**The task**
The entries below should be transcribed in their entirety, exactly as written.

**Recorded data**
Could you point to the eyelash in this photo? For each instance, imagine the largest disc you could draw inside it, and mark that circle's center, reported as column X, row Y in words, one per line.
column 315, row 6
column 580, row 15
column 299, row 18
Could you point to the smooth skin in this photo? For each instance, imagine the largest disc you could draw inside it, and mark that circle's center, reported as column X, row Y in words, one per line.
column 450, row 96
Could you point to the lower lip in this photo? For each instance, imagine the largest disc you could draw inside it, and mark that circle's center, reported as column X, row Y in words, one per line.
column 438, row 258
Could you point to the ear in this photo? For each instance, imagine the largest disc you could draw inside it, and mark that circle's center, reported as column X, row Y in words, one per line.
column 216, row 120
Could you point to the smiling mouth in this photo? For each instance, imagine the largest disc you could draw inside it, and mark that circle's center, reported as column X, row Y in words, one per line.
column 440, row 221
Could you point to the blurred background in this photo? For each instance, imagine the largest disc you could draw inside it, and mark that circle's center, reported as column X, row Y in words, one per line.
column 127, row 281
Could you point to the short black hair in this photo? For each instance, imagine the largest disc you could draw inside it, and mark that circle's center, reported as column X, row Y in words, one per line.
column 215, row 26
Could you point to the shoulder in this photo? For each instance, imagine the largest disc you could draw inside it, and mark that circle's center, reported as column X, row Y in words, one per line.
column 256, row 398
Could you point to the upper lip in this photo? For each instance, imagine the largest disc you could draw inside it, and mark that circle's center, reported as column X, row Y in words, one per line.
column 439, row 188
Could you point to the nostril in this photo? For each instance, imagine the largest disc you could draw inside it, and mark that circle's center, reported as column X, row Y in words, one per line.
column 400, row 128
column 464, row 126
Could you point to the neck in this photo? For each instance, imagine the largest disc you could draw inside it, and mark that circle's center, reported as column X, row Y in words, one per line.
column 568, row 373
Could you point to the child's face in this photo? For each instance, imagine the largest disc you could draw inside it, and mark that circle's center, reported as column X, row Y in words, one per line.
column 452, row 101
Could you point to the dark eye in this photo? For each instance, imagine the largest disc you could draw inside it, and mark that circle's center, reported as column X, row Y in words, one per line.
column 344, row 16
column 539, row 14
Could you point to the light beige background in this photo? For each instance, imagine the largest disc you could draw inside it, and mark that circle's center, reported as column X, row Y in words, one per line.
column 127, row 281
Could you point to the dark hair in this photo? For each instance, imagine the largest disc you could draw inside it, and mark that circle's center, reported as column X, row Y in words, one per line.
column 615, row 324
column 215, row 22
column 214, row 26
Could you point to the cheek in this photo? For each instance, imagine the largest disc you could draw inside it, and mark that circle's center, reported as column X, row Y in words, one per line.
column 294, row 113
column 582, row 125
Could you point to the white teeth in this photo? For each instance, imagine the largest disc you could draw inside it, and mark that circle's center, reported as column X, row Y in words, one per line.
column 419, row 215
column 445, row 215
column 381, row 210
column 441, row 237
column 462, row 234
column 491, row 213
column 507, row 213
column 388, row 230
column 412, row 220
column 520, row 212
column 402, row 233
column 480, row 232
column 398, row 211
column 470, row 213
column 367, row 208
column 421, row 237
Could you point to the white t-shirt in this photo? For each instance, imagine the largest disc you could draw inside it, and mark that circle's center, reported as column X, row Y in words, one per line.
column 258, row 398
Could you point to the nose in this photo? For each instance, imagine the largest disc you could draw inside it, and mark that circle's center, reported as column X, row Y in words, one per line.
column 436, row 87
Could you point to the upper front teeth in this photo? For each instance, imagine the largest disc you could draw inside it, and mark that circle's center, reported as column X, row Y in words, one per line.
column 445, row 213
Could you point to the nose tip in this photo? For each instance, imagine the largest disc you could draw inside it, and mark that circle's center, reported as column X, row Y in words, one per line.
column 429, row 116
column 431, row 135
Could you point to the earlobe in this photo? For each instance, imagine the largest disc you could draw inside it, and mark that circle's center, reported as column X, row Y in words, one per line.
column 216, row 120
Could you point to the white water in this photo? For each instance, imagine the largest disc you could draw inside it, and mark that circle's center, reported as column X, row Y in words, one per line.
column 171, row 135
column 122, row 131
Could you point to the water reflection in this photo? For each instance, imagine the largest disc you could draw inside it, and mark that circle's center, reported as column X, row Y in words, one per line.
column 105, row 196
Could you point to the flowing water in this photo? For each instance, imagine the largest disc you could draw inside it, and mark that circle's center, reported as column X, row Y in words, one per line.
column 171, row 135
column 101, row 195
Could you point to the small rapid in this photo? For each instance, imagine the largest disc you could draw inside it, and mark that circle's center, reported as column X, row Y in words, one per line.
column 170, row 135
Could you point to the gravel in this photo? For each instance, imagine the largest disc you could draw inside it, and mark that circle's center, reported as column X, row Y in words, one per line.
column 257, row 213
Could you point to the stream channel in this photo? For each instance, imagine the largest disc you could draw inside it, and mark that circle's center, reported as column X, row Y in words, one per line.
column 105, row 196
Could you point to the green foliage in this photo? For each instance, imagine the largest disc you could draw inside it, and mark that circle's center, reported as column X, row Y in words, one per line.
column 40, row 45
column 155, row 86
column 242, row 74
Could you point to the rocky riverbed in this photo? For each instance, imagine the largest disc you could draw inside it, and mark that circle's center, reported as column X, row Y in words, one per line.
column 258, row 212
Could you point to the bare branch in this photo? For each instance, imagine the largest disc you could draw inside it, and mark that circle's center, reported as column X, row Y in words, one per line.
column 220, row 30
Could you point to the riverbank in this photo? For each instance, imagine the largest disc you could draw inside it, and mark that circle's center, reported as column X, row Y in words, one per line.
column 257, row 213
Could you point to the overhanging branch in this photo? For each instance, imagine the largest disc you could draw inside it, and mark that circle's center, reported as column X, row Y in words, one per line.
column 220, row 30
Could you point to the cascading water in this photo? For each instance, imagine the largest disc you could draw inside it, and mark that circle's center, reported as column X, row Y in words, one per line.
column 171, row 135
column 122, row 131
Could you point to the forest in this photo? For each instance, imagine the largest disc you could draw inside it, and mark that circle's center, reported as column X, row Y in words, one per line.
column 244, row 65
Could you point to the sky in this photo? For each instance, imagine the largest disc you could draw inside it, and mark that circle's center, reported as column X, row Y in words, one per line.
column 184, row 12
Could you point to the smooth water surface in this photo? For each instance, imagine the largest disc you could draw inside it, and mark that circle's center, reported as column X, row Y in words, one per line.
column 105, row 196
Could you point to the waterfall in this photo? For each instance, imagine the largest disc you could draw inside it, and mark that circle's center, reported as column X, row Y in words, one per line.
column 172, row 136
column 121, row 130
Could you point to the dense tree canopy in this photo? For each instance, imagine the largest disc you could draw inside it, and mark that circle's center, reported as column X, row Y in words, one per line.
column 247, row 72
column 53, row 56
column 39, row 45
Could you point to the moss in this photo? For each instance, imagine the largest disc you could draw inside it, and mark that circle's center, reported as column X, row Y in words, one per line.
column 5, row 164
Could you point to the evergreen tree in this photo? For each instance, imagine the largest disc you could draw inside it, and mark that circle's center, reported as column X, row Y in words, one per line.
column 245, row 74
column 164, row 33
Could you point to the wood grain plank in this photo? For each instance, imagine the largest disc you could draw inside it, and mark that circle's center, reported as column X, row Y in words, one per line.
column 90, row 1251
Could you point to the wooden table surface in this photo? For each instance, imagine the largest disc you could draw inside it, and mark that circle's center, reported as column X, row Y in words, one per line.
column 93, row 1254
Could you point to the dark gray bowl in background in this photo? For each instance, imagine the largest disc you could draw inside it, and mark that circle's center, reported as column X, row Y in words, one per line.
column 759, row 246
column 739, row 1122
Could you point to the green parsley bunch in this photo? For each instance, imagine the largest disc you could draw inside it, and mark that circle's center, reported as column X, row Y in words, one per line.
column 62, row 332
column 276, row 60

**Solution for this task**
Could you point to the eyelash in this photo? For each instance, imagine the largest disc you could draw inside it, and mark that circle's center, reported as column X, row Y in words, one per line.
column 315, row 6
column 580, row 15
column 299, row 18
Could you point to the smooth skin in this photo? For each instance, imagine the largest disc you could draw inside it, and mark that circle's center, reported as column X, row Y in words, one per line.
column 450, row 96
Could you point to the lower lip in this photo? For each instance, imagine the largest disc you could draw inside it, and mark that circle's center, reported as column X, row Y in words, one per line.
column 438, row 258
Could you point to the ear in this photo? For each instance, imagine the largest disc you could draw inside it, and mark that circle's center, reported as column X, row Y in words, one per line.
column 216, row 120
Could you point to the smiling mouth in this photo? For each instance, imagine the largest disc you could draw inside it, and mark that circle's center, reported as column X, row Y in words, one per line.
column 440, row 221
Could you point to the blurred background in this photo? For each instance, imagine the largest disc you could draw inside it, and mark that circle's center, reported as column X, row Y in words, one per line.
column 127, row 281
Could you point to the short black hair in this photo? For each instance, imagine the largest disc you could draw inside it, and mark that circle's center, reported as column X, row Y in words, one per line.
column 215, row 26
Could you point to the shoulder in this photo? For each instance, imagine the largest disc you could draw inside it, and mark that circle's center, reported as column X, row Y in words, one per line.
column 256, row 398
Could you point to the upper lip in this photo? For each instance, imagine the largest disc you could draw inside it, and mark that circle's center, reported as column X, row Y in words, one per line.
column 439, row 188
Could you point to the nostril in this photo? For each instance, imagine the largest disc you could draw inside it, and mark that circle's center, reported as column X, row Y in words, one per line.
column 400, row 128
column 464, row 126
Could you point to the neck in this photo? For each instance, imagine the largest disc you could draw inside it, and mark that circle's center, reported as column X, row Y in words, one per line.
column 568, row 373
Could you point to the child's face in this photo? For each instance, imagine the largest disc you could draw inside it, and mark that circle's center, reported as column X, row Y in words, one per line.
column 452, row 101
Could you point to the dark eye in this photo? For each instance, imagine the largest disc you could draw inside it, and mark that circle's center, reported as column X, row Y in words, one per line.
column 344, row 16
column 539, row 14
Could you point to the light beige background in this photo? For each instance, imagine the largest disc you could draw inside it, and mark that circle's center, reported as column X, row Y in words, one per line.
column 127, row 281
Could you point to the dark hair in this photo? For each instance, imagine the largest disc you could draw inside it, and mark that circle's center, reported as column X, row Y in words, one per line.
column 615, row 324
column 215, row 22
column 214, row 26
Could you point to the cheek in this photo? For each instance, imagine the largest disc you could draw inside it, and mark that circle's center, reported as column X, row Y in words, one per line.
column 294, row 113
column 582, row 125
Could you point to the white teeth in this photo? For each instance, imagine the largest disc you could draw inside it, and mark that circle's center, reported as column X, row Y in words, one per line.
column 419, row 215
column 445, row 215
column 381, row 210
column 441, row 237
column 462, row 234
column 491, row 213
column 507, row 213
column 388, row 230
column 412, row 220
column 520, row 212
column 402, row 233
column 480, row 232
column 398, row 211
column 470, row 213
column 367, row 208
column 421, row 237
Could you point to the white t-shirt in this photo? For each instance, imagine the largest disc you could draw inside it, and mark that circle's center, reported as column X, row Y in words, one per line.
column 258, row 398
Could you point to the nose in this photo? For each instance, imagine the largest disc you could draw inside it, and mark that circle's center, reported as column X, row Y in words, one per line.
column 436, row 87
Could you point to the upper front teeth in this photo? For each instance, imagine the largest disc you could draw inside it, and mark that circle's center, reported as column X, row Y in words, one per line.
column 445, row 213
Could you point to the nose tip in this photo? For each instance, imagine the largest disc you could draw inside it, and mark that circle's center, reported as column X, row Y in words, one per line.
column 429, row 116
column 431, row 135
Could you point to the earlobe in this photo? For each instance, imagine the largest disc you could draw inside it, and mark that circle's center, reported as column X, row Y in words, one per line.
column 216, row 120
Could you point to the white water in this photo? For each instance, imagine the largest disc you could draw inside it, and mark that circle's center, reported as column X, row Y in words, one per line.
column 171, row 135
column 122, row 131
Could you point to the water reflection in this photo? For each instance, imagine the largest disc you could draw inside it, and mark that circle's center, reported as column X, row Y in words, one per line.
column 105, row 196
Could you point to the flowing water in this photo? For each instance, imagine the largest disc you could draw inside it, and mark that circle's center, reported as column X, row Y in words, one per line.
column 171, row 135
column 101, row 195
Could you point to the small rapid in this photo? For each instance, imagine the largest disc you could draw inside it, and mark that circle's center, reported as column X, row Y in words, one per line.
column 170, row 135
Could you point to the gravel in this photo? For each instance, imagine the largest disc you could draw inside it, and mark that circle's center, reported as column X, row Y in words, one per line.
column 257, row 213
Could you point to the stream channel in this photo? For each instance, imagine the largest disc you could draw inside it, and mark that circle's center, reported as column X, row Y in words, one per line.
column 105, row 196
Could you point to the green foliage in this photo? For each instance, imagine the largest disc you could draw inside it, and mark that circle's center, reported as column X, row Y in words, one per line.
column 40, row 45
column 155, row 86
column 242, row 74
Could you point to the rocky riverbed in this photo? For each instance, imagine the largest disc you could draw inside it, and mark that circle's center, reported as column X, row Y in words, one per line.
column 258, row 212
Could you point to the bare branch in this photo? For each instance, imagine the largest disc you could draw inside it, and mark that circle's center, reported as column X, row Y in words, one per line.
column 220, row 30
Could you point to the riverbank in this photo? For each instance, imagine the largest disc you could draw inside it, and mark that circle's center, reported as column X, row Y in words, one per line.
column 257, row 213
Could you point to the overhanging branch in this photo? For each instance, imagine the largest disc you could draw inside it, and mark that circle's center, reported as column X, row Y in words, one per line.
column 220, row 30
Could you point to the cascading water in this photo? For each instance, imagine the largest disc you could draw inside it, and mark that circle's center, reported as column X, row Y in words, one per line.
column 171, row 135
column 122, row 131
Could you point to the forest in this photo? For each instance, imagine the largest disc you could draw inside it, and mark that circle's center, reported as column X, row Y in words, one per line.
column 244, row 65
Could you point to the sky in this photo? For each instance, imagine the largest disc you could draw inside it, and mark that circle's center, reported as column X, row Y in words, one per line.
column 184, row 12
Could you point to the smooth water surface in this photo? For each instance, imagine the largest disc you could draw inside it, and mark that circle's center, reported as column X, row Y in words, one per line.
column 105, row 196
Could you point to the waterfall in this photo? For each instance, imagine the largest disc you could draw inside it, and mark that circle's center, reported as column X, row Y in words, one per line.
column 172, row 136
column 121, row 130
Could you point to the dense tree canopy in this photo? For each instance, imagine the largest disc you could draw inside it, and mark that circle's center, reported as column X, row Y in words, one per line.
column 247, row 72
column 53, row 56
column 39, row 45
Could you point to the moss in this photo? For each instance, imagine the largest disc you could draw inside it, and mark that circle's center, reported as column X, row Y in words, one per line.
column 5, row 164
Could you point to the evergreen tree in this photo? For each instance, imagine the largest disc you could draw inside it, and mark that circle's center, reported as column X, row Y in words, one per line.
column 245, row 74
column 164, row 33
Could you point to the wood grain plank in this photo? For each instance, imagine the largest disc you could draw inside it, and mark that circle's center, reported as column X, row Y in words, one per line.
column 90, row 1251
Could you point to the wooden table surface in this photo? For each instance, imagine the largest disc you could draw inside it, and mark that circle's center, reported as column X, row Y in words, one per line.
column 93, row 1254
Could you point to the dark gray bowl in background in this photo? For each instance, imagine the largest disc you could draw inside it, and mark that circle's center, reported as column X, row Y in words, one per line.
column 759, row 246
column 739, row 1122
Could you point to the green parsley bunch in this photo? For each instance, imagine the largest disc you could draw inside it, and mark that circle's center, reported as column X, row Y in words, one per line.
column 62, row 332
column 276, row 60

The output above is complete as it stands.